**DIRECTIVES**:
A. Answer these from the homicide excerpt, one line each:
(i) Which of the victim's hands did Fryman bag first?
(ii) On what street was Lirette's house?
(iii) How long did it take Fryman to get the search warrant before he went back to the residence?
B. Carry on the homicide excerpt, starting right after its last sentence.

[start of EXTRACT PROVIDED]

Examining the body from the rear, Fryman saw nothing that indicated a weapon had been used. As in other homicide investigations in his parish, Fryman himself bagged the left hand of the victim and began doing the same thing to the other hand, when he stopped cold. Not only did he recognize the victim; he knew him!
It was when Fryman moved the victim’s right arm back from his face, to bag the hand, that he saw that it was Leon Lirette. Fryman had dealt with Lirette in the murder of Noka Jones, not to mention the fact that he had arrested him for previous low-level offenses.
How had he wound up here?
“I’ll see you later, T-Paul,” he said, and walked out the door.
That, as Leon Lirette had told police three years earlier, was the last thing Noka Jones had ever said to him. Now, in a terrible act of fate, it appeared that Lirette had died in the same manner as his friend. Fryman continued to bag the right hand. That’s when he noticed several small wounds on Lirette’s chest.
He also noted what appeared to be markings on Lirette’s neck, possibly left by some kind of ligature used to suffocate him. Maybe it was the same killer as before? There were small particles of blood, a dried-cranberry color, spattered across the body. Blood pooled from Lirette’s nostrils.
The shoeless feet were bagged. Another detective ran a vacuum sweep on Lirette’s blue jeans for trace evidence. It was just a small cordless vacuum with a high-tech filtering system. It could sometimes yield valuable evidence, like fibers and skin scrapings.
The body was taken to the Terrebonne Parish morgue for autopsy, but Fryman had more urgent matters to address. Rather than join detectives at the station, he drove straight to Lirette’s house on State Street, an address Fryman had become familiar with after a series of busts. Lirette lived with his mother, who answered the door and consented to a preliminary search of the premises.
Pointing to blood at the rear of the living room behind the recliner, she was panicked that her son might be hurt or even dead. Fryman also saw a thumb-sized bloodstain on the recliner itself. He realized that proceeding any further without a search warrant was constitutionally unsound. Warrant in hand two hours later, Fryman went back to Lirette’s residence.
The neighborhood Lirette had lived in was a drug-infested area. Along with a team of investigators, Fryman entered the living room, where the processing of evidence began. Fryman waited it out until the specialists did their job, at which time the scene was released and turned over to Lirette’s mother.

[end of EXTRACT PROVIDED]
[start of DATASET]

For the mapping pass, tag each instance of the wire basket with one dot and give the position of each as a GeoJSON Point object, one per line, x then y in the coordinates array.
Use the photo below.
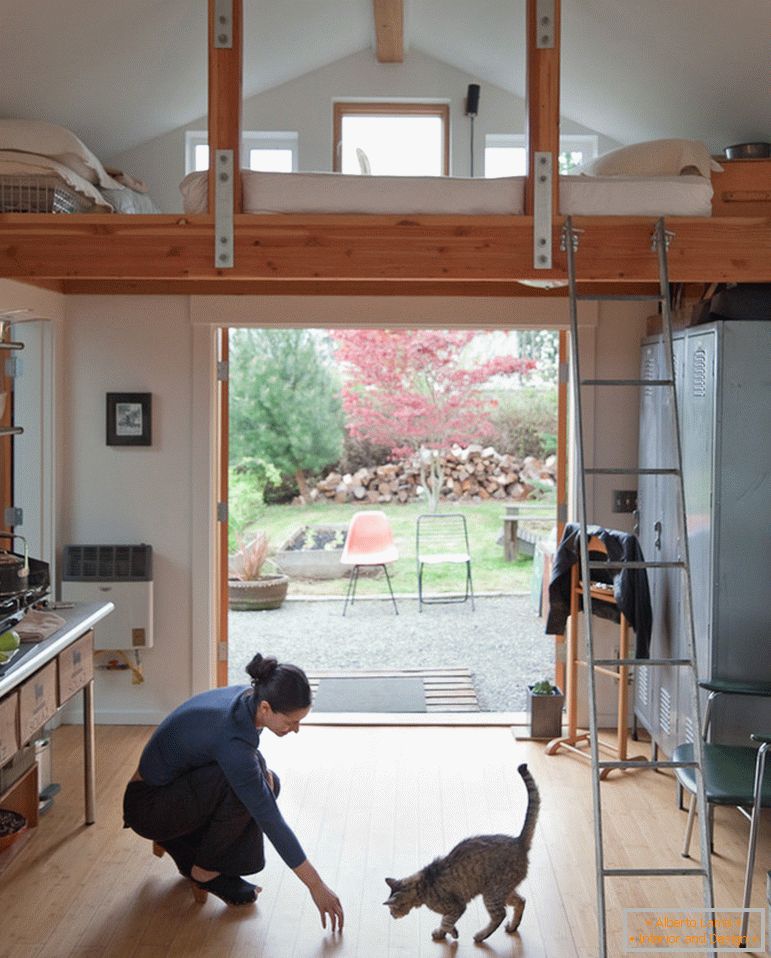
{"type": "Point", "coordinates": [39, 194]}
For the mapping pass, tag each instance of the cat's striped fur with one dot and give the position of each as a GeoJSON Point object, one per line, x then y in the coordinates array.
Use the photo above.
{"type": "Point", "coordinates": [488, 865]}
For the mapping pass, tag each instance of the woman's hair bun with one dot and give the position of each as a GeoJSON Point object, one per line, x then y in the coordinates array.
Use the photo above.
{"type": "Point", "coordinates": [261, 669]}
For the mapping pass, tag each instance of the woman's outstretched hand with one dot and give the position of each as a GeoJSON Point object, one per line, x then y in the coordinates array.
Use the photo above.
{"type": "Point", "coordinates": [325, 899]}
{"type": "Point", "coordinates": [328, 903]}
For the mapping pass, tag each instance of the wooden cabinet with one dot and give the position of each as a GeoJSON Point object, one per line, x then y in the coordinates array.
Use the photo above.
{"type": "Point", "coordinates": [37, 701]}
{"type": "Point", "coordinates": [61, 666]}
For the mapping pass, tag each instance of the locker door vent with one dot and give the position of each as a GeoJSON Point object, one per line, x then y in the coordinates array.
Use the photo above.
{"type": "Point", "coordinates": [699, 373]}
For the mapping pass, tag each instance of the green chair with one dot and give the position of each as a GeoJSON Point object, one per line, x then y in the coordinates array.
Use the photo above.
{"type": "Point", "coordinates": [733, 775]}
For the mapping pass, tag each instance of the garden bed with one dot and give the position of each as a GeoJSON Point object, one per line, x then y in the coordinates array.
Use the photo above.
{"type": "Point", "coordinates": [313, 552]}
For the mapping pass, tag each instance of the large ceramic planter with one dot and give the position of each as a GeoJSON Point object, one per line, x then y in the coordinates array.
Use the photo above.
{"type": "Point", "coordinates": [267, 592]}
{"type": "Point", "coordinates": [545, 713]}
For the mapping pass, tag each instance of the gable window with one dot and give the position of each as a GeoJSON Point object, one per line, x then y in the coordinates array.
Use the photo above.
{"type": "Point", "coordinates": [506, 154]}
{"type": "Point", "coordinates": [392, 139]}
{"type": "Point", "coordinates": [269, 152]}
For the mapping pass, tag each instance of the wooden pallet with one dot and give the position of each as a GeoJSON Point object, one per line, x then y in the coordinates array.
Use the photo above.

[end of DATASET]

**ANSWERS BELOW**:
A.
(i) The left hand.
(ii) State Street.
(iii) Two hours.

B.
Fryman thought it possible that the blood was Lirette’s; that could be confirmed later in the day with laboratory analysis. For now, Fryman continued his investigation into Lirette’s background, hoping he might find some clue to his death. He interviewed one of Lirette’s friends, Mark Donaldson, who referred to him by his nickname, “T-Paul.”
The last time Donaldson had seen T-Paul was about six days ago, Tuesday of last week, at Laverne’s Bar, by the Bryson Mobil station. He was in the bar drinking when T-Paul tried to come in carrying a forty-ounce beer. He was denied entrance. T-Paul left it outside and was then allowed to come in. Donaldson bought Lirette a beer and they drank together. After that, T-Paul left.
Nobody had talked to him since, and friends were worried. Donaldson gave Fryman a description of what T-Paul had been wearing when he last saw him: white muscle T-shirt, blue jeans, and a red beanie cap. Fryman immediately sought out Joey Gazzo, who was the last person to speak to Lirette before he was murdered.
The fifty-three-year-old filled in some blanks. Gazzo had seen Lirette for the last time on the previous Thursday at Lirette’s house. He and Donaldson had stayed over for the night. Lirette’s mother, Dorothy, was at home. Gazzo and Donaldson got up that morning and went to work with Mark’s brother Darrell of D&M Roofing. They came home about 5:30 p.m.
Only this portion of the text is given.